- [Goal of the exercise]
Images do not belong in the copy. Retype the entries exactly.

Photo-based referring expression data:
##########

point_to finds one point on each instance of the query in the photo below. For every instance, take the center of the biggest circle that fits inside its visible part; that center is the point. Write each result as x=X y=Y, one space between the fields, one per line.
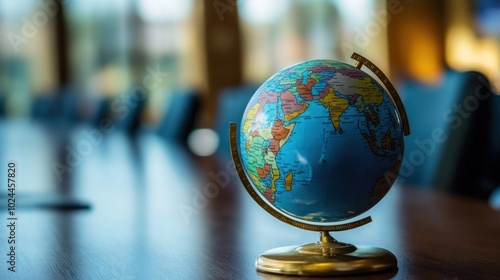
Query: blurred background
x=173 y=67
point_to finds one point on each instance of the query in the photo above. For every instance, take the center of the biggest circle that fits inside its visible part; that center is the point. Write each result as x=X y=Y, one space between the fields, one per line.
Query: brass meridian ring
x=390 y=88
x=280 y=216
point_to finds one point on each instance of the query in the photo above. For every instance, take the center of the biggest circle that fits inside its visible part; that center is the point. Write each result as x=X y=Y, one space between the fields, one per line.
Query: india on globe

##########

- [Finished exercise]
point_to finds one point on each instance of the query in the photo below. For every instance, take the center of the biggest circle that fits inside its visible part; that center is the point. Write each result as x=X y=Y, one space between the fields, one per line.
Query: blurred background
x=173 y=67
point_to finds one point on each instance of the query in the photo above. For every instance, take the center of the biggest circle that fits inside its visible part; that center is the point. Write each result as x=X y=Y, one space between the fields, one per line.
Query: brass meridian ring
x=390 y=88
x=280 y=216
point_to finds one point on each instance of the query in the photo above. For every instance, take the center of the biggest circle that fits inside its visible part; that center is the point. Write each result as x=X y=Y, one space between the fields, one per line.
Query: india on globe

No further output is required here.